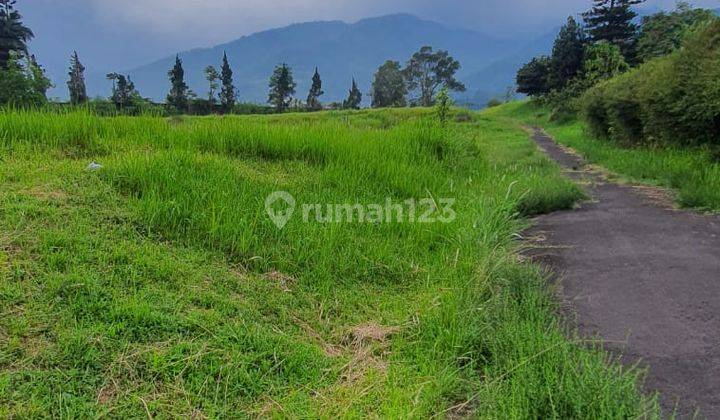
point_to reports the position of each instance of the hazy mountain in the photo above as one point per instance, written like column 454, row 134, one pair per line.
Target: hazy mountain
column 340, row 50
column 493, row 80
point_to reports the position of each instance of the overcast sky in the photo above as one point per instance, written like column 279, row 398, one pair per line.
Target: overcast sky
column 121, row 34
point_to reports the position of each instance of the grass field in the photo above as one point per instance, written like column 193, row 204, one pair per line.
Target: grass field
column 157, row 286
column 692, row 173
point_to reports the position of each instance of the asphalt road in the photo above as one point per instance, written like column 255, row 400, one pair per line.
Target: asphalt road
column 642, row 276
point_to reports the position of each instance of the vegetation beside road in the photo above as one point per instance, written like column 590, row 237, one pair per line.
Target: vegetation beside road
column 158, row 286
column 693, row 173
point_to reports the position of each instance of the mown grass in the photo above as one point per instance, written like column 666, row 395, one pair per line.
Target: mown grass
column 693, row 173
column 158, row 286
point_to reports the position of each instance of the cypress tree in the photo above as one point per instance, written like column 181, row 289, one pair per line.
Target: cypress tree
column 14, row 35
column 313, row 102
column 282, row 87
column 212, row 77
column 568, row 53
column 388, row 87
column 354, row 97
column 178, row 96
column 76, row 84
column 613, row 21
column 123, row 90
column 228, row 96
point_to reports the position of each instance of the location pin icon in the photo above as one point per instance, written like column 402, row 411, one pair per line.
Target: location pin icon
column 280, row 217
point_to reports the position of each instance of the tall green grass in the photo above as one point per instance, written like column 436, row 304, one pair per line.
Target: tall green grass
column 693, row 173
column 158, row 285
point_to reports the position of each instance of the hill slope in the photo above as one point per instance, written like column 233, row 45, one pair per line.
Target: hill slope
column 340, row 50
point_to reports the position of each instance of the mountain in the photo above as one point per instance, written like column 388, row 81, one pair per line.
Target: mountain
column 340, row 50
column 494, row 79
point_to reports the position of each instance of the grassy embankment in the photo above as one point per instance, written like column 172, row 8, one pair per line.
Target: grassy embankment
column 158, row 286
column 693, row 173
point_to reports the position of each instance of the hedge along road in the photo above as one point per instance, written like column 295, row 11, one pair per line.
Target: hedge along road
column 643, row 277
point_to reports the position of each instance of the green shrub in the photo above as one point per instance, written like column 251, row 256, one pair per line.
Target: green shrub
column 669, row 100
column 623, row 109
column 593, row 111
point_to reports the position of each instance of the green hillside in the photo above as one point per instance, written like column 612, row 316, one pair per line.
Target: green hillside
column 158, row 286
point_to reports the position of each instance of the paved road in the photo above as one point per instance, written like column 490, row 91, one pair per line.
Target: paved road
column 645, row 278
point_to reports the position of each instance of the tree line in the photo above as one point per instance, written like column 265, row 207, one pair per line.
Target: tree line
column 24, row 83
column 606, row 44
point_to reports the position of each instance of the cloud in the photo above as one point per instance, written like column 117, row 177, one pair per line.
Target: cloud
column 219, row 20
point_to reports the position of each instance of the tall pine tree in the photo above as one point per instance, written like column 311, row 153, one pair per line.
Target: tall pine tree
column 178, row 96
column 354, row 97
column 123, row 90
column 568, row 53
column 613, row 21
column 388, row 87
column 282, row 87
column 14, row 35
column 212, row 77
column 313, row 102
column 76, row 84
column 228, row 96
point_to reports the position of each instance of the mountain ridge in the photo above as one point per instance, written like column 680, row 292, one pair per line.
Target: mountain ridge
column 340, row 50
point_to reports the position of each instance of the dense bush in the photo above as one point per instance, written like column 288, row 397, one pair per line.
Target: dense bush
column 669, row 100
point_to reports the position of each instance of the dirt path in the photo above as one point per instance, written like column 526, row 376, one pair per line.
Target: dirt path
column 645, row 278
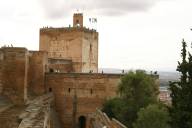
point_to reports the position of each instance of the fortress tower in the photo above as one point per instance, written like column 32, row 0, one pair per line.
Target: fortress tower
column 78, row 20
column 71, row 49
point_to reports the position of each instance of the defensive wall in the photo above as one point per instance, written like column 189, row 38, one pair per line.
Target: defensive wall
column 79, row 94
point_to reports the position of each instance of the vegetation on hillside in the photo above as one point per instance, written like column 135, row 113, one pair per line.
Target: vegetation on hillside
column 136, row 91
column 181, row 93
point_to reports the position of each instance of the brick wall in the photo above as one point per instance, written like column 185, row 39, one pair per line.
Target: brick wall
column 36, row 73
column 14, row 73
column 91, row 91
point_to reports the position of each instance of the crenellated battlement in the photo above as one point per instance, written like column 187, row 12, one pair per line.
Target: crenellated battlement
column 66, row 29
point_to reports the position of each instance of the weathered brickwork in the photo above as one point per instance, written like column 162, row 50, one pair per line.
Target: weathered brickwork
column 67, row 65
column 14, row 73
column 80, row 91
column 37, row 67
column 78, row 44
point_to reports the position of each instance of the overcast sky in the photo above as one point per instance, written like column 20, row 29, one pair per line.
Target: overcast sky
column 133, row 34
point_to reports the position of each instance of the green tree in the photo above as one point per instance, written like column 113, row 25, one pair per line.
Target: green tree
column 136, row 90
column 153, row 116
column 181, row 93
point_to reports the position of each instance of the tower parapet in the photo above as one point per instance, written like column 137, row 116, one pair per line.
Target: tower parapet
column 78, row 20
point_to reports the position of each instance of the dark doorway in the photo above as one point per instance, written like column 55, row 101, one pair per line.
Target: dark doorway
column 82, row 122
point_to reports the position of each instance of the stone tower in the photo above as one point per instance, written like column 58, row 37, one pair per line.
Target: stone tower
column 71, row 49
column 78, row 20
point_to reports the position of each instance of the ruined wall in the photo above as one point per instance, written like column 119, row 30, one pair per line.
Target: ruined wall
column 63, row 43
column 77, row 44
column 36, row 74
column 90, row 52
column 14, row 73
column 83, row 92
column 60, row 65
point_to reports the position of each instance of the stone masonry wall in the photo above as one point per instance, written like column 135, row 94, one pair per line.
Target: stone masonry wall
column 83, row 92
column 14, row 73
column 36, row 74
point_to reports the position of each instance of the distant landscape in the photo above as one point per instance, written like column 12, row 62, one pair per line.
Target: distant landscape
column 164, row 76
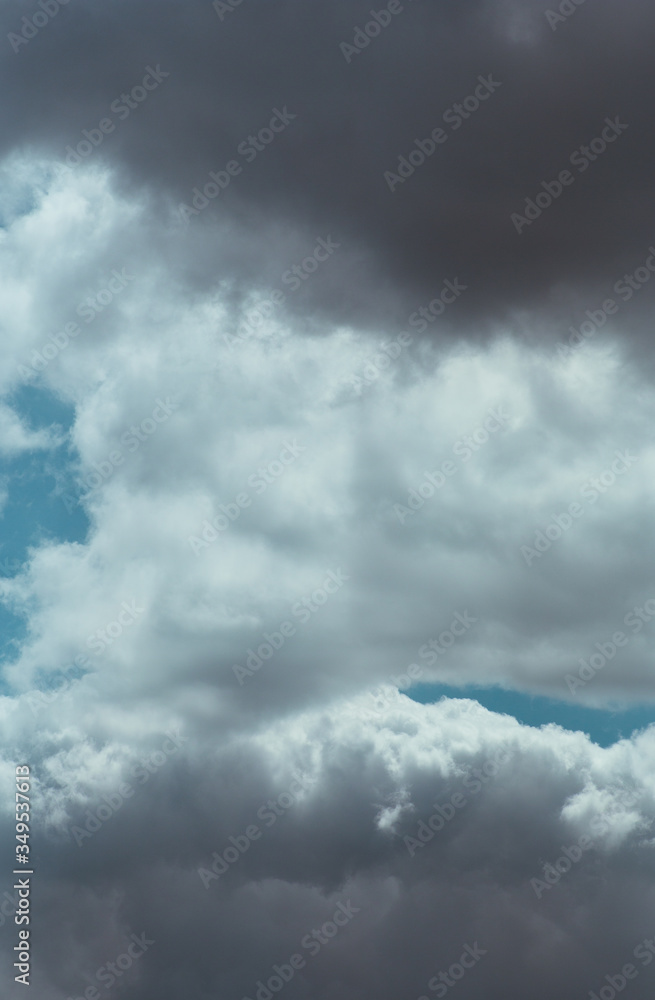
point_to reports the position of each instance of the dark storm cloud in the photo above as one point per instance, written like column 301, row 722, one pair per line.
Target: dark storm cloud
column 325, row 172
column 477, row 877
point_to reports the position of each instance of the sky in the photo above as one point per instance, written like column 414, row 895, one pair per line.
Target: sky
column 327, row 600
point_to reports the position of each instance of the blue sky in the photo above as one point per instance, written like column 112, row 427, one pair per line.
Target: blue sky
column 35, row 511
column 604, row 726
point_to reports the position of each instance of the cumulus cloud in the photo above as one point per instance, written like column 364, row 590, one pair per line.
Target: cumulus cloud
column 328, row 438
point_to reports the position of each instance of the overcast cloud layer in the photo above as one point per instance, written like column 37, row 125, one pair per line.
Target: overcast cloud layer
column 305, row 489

·····

### Aim
Copy out all of the records above line for line, without changing anything, and omit the pictures from your copy.

### Result of the task
point_to reports the position of each instance of the hazy mountain in the photo above as one point per instance, written like column 454, row 134, one pair per line.
Target: hazy mountain
column 340, row 50
column 493, row 80
point_to reports the position of each instance of the overcast sky in the photo above as one point per instance, written like column 279, row 398, one pair per line.
Target: overcast sky
column 121, row 34
point_to reports the position of each instance of the grass field in the photo above as one point per instance, written like column 193, row 204, one pair per line.
Target: grass field
column 157, row 286
column 692, row 173
point_to reports the position of each instance of the asphalt road in the photo above as one point per instance, written like column 255, row 400, one pair per line.
Target: asphalt road
column 642, row 276
point_to reports the position of each instance of the vegetation beside road in the photo above as one point per instance, written like column 590, row 237, one pair per line.
Target: vegetation beside road
column 158, row 286
column 693, row 173
point_to reports the position of each instance of the mown grass in the photo above as one point per instance, written like column 666, row 395, one pair per line.
Target: mown grass
column 693, row 173
column 158, row 286
point_to reports the position of each instance of the cypress tree in the photo above as one point per instance, written like column 181, row 289, one pair per line.
Target: cypress tree
column 14, row 35
column 313, row 102
column 282, row 87
column 212, row 77
column 568, row 53
column 388, row 87
column 354, row 97
column 178, row 96
column 76, row 84
column 613, row 21
column 123, row 90
column 228, row 96
point_to reports the position of each instance of the location pin icon in the photo above as one point per instance, written like column 402, row 411, one pair per line.
Target: location pin icon
column 280, row 217
point_to reports the position of each instance of the tall green grass in the photo above as one point per instance, written like column 436, row 304, one pair per line.
Target: tall green grass
column 693, row 173
column 158, row 285
point_to reports the position of each instance of the hill slope in the photo above as one point per instance, written like column 233, row 45, one pair per line.
Target: hill slope
column 340, row 50
point_to reports the position of each instance of the mountain in the photo above as one point per instance, written like column 388, row 81, one pair per line.
Target: mountain
column 340, row 50
column 494, row 79
point_to reports the position of each instance of the grassy embankment in the photo above as one point per instance, written like column 172, row 8, one pair per line.
Target: grassy embankment
column 158, row 286
column 693, row 173
point_to reports the position of each instance of the hedge along road in the photo above as one point per instance, written like column 295, row 11, one pair per line.
Target: hedge along road
column 643, row 277
point_to reports the position of each instance of the green shrub in the photo above as one point per instance, written like column 251, row 256, one pair per line.
Target: green shrub
column 669, row 100
column 623, row 109
column 593, row 111
point_to reports the position of each instance of the green hillside in the photo above as one point per instance, written like column 612, row 316, one pair per line.
Target: green hillside
column 158, row 286
point_to reports the position of each instance of the paved road in the photo above as one point per instance, written like column 490, row 91, one pair per line.
Target: paved road
column 645, row 278
point_to reports the position of each instance of the tree line in the photo above as one point per instance, written like column 265, row 207, one pair per line.
Target: tree line
column 24, row 83
column 606, row 44
point_to reports the position of each instance of the cloud in the photo above as one point per instance, written like column 117, row 177, one pair per line.
Target: cloud
column 219, row 20
point_to reports the position of each instance of the tall pine tree in the photo above as one point per instance, written like column 311, row 153, one pair per line.
Target: tall pine tree
column 178, row 96
column 354, row 97
column 123, row 90
column 568, row 53
column 613, row 21
column 388, row 87
column 282, row 87
column 14, row 35
column 212, row 77
column 313, row 102
column 76, row 84
column 228, row 96
point_to reports the position of each instance of the mountain ridge in the photo above as one point per instance, written like column 680, row 292, one pair per line.
Target: mountain ridge
column 340, row 50
point_to reports the position of each instance of the dense bush in the photo above as one point per instance, written like column 288, row 397, one pair per line.
Target: dense bush
column 669, row 100
point_to reports the position of each instance of the dirt path in the photo above as one point per instance, written like column 526, row 376, one pair per line.
Target: dirt path
column 645, row 278
point_to reports the position of each instance of the fortress tower in the photo above as one point per instance, written like column 32, row 0, one pair per line.
Target: fortress tower
column 78, row 20
column 71, row 49
point_to reports the position of each instance of the defensive wall in the photo above as one point per instance, written like column 189, row 38, one pair per line.
Target: defensive wall
column 79, row 94
point_to reports the position of each instance of the vegetation on hillside in the photo above as one point per instance, written like column 135, row 113, one pair per line.
Target: vegetation on hillside
column 136, row 91
column 181, row 93
point_to reports the position of each instance of the brick wall in the photo above as one point per instance, written like column 185, row 39, one pair per line.
Target: brick wall
column 36, row 73
column 14, row 73
column 91, row 91
point_to reports the position of each instance of the crenellated battlement in the photo above as one point per instance, written like column 187, row 12, one pair per line.
Target: crenellated battlement
column 66, row 29
point_to reports the position of each instance of the weathered brickwork in the photo above as one point per instance, written like column 162, row 50, one pair per line.
Target: weathered brickwork
column 67, row 65
column 14, row 73
column 80, row 91
column 37, row 67
column 78, row 44
point_to reports the position of each instance of the overcast sky in the photo above as one point per instance, written like column 20, row 29, one pair per line.
Target: overcast sky
column 133, row 34
point_to reports the position of each instance of the green tree in the photo above as one point per instance, written like column 113, row 25, one pair per line.
Target: green tree
column 136, row 90
column 153, row 116
column 181, row 93
point_to reports the position of each instance of the tower parapet in the photo above as one point per instance, written like column 137, row 116, one pair per line.
Target: tower parapet
column 78, row 20
point_to reports the position of each instance of the dark doorway in the photo above as one point per instance, written like column 55, row 101, one pair per line.
Target: dark doorway
column 82, row 122
point_to reports the position of each instance of the stone tower in the photo above as one point per instance, written like column 58, row 37, one pair per line.
Target: stone tower
column 71, row 49
column 78, row 20
point_to reports the position of each instance of the ruined wall in the photo above as one point per instance, written like column 119, row 30, one pair per line.
Target: ruined wall
column 63, row 43
column 77, row 44
column 36, row 74
column 90, row 52
column 14, row 73
column 83, row 92
column 60, row 65
point_to reports the position of each instance of the stone masonry wall in the photo above as one point per instance, written like column 135, row 94, one pair per line.
Target: stone masonry wall
column 83, row 92
column 14, row 73
column 36, row 74
point_to reports the position of each instance of the distant landscape in the photo above as one point per instance, written like column 12, row 62, one pair per line.
Target: distant landscape
column 164, row 76
point_to reports the position of each instance of the dark storm cloud in the photo above as one point per instance, written like column 301, row 722, one pair per line.
Target: dark storm cloud
column 325, row 172
column 477, row 877
point_to reports the position of each instance of the sky in the photo above as one point per instance, written like column 414, row 895, one pair per line.
Target: sky
column 327, row 600
point_to reports the position of each instance of the blue sky in the photo above as one point per instance, written like column 112, row 427, one pair per line.
Target: blue sky
column 35, row 511
column 604, row 726
point_to reports the position of each instance of the cumulus cloud in the photo above as one point per instance, written like column 364, row 590, one pair per line.
Target: cumulus cloud
column 328, row 438
point_to reports the position of each instance of the overcast cloud layer in the photo above as one point per instance, written like column 37, row 125, one pair per line.
Target: overcast cloud layer
column 305, row 489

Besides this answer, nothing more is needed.